* Begin ROWS *

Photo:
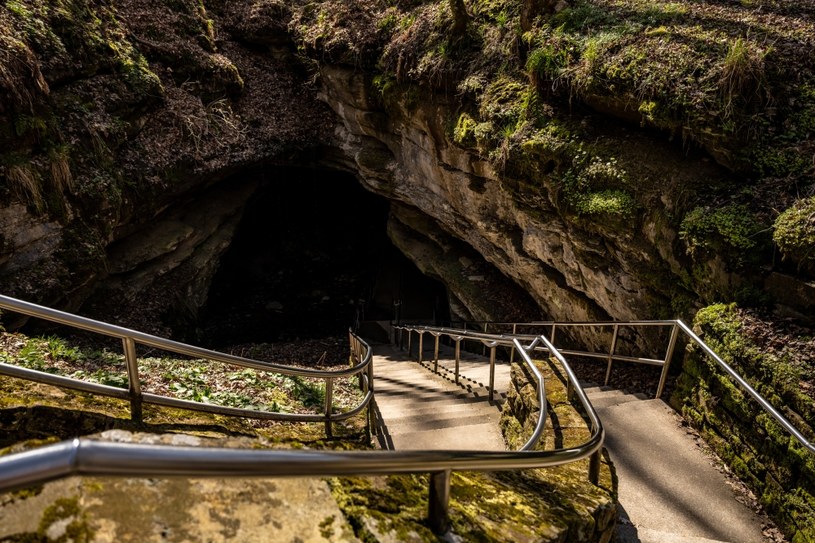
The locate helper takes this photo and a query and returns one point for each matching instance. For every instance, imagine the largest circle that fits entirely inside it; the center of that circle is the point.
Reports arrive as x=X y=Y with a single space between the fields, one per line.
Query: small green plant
x=731 y=226
x=794 y=233
x=742 y=74
x=464 y=132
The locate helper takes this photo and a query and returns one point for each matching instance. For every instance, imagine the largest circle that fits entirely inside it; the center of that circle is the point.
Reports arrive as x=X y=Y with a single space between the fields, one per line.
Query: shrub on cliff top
x=794 y=233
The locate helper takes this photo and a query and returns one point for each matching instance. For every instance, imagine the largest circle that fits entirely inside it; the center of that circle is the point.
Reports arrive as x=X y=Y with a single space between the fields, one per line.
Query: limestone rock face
x=573 y=269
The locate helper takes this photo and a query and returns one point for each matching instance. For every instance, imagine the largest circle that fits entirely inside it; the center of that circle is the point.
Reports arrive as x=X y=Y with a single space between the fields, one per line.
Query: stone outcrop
x=760 y=452
x=595 y=518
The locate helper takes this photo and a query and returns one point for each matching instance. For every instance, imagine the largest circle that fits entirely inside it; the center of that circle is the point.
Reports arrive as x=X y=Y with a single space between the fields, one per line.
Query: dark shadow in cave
x=310 y=257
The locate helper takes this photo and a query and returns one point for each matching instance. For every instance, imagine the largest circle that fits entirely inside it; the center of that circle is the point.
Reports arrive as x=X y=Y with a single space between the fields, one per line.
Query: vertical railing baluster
x=611 y=353
x=438 y=502
x=492 y=372
x=133 y=383
x=668 y=355
x=329 y=399
x=594 y=468
x=512 y=349
x=436 y=356
x=458 y=356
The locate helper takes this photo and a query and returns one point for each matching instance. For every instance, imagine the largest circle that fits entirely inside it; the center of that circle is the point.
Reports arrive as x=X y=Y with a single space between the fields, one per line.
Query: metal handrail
x=765 y=405
x=130 y=338
x=677 y=326
x=83 y=456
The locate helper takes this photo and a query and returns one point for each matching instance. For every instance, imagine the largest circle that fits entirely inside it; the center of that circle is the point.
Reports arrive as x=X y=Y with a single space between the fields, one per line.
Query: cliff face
x=119 y=124
x=574 y=269
x=537 y=173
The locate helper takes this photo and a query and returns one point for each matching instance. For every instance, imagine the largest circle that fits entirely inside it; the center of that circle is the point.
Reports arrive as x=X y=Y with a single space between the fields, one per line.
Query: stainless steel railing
x=677 y=329
x=361 y=356
x=85 y=456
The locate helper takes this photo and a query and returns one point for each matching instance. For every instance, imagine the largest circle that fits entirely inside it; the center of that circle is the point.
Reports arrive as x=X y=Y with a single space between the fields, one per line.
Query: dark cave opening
x=310 y=257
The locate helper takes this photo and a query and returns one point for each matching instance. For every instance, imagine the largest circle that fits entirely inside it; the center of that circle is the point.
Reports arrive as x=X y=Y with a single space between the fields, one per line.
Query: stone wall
x=588 y=511
x=779 y=471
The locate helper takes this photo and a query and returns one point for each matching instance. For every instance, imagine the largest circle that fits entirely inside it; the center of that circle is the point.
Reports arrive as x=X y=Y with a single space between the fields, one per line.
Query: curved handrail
x=84 y=456
x=112 y=330
x=677 y=326
x=363 y=365
x=538 y=343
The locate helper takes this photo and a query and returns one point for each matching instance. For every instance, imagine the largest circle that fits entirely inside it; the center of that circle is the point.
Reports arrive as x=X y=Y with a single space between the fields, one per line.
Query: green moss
x=65 y=521
x=731 y=227
x=464 y=132
x=794 y=233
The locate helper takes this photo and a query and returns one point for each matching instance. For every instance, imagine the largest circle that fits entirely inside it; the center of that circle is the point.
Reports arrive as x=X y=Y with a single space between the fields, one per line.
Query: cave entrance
x=310 y=257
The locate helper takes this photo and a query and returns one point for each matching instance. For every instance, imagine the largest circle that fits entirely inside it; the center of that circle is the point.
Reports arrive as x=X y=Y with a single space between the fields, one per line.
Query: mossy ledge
x=534 y=505
x=779 y=471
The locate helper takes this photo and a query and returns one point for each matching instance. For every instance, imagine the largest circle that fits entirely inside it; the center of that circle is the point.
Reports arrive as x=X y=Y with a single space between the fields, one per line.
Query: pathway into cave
x=310 y=257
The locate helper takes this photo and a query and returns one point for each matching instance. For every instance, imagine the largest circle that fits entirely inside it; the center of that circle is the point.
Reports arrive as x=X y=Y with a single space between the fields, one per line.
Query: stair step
x=646 y=535
x=608 y=399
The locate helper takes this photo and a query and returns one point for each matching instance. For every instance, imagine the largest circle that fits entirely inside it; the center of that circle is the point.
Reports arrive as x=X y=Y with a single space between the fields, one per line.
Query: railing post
x=512 y=349
x=436 y=356
x=458 y=356
x=329 y=399
x=492 y=372
x=668 y=355
x=594 y=468
x=134 y=386
x=611 y=353
x=439 y=501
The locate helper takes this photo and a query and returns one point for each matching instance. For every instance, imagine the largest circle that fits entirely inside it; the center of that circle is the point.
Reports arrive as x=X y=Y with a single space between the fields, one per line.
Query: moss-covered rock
x=756 y=447
x=795 y=234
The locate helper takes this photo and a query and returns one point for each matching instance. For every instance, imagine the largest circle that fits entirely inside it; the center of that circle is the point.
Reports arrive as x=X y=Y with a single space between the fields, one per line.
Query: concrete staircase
x=670 y=490
x=418 y=409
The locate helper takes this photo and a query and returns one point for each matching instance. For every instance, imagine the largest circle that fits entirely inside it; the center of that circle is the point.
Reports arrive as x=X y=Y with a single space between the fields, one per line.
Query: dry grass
x=24 y=182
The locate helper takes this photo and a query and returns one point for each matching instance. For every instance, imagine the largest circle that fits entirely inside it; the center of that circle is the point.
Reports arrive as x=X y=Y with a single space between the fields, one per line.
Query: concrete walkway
x=669 y=491
x=420 y=410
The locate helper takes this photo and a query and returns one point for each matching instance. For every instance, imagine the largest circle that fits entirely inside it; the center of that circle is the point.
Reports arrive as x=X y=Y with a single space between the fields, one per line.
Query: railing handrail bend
x=677 y=323
x=112 y=330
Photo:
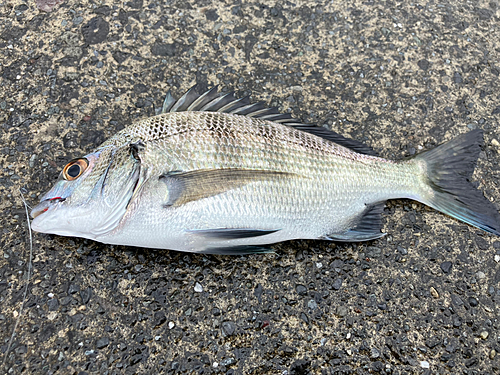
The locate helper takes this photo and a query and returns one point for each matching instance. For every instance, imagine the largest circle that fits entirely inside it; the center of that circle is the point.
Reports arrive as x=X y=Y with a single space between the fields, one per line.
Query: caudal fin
x=449 y=169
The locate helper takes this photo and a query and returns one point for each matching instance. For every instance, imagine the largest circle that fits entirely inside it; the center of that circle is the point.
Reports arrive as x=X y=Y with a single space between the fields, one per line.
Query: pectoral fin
x=231 y=233
x=185 y=187
x=237 y=250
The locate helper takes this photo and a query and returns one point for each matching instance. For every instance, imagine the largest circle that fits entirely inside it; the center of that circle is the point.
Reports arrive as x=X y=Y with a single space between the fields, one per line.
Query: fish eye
x=75 y=168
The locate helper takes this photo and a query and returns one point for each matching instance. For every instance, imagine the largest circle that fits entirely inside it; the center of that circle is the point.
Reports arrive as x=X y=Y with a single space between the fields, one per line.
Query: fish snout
x=44 y=206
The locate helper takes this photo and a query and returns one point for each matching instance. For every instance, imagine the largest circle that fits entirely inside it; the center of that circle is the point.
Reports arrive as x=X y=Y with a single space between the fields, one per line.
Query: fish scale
x=197 y=179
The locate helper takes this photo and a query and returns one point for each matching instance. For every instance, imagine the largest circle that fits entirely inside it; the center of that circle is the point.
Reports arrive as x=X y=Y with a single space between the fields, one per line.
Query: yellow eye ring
x=75 y=168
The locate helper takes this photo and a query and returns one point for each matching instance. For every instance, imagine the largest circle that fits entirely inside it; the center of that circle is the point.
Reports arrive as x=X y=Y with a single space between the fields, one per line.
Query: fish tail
x=449 y=168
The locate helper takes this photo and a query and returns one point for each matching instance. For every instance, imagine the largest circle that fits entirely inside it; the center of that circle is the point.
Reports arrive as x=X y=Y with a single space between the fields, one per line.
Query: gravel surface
x=400 y=77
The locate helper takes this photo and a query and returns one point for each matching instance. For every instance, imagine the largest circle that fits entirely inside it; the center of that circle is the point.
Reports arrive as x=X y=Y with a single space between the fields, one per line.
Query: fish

* End ROWS *

Pull out each line of the records containing the string "cave".

EXERCISE SOLUTION:
Query: dark shadow in cave
Query: dark cave opening
Query: cave entrance
Query: pathway into cave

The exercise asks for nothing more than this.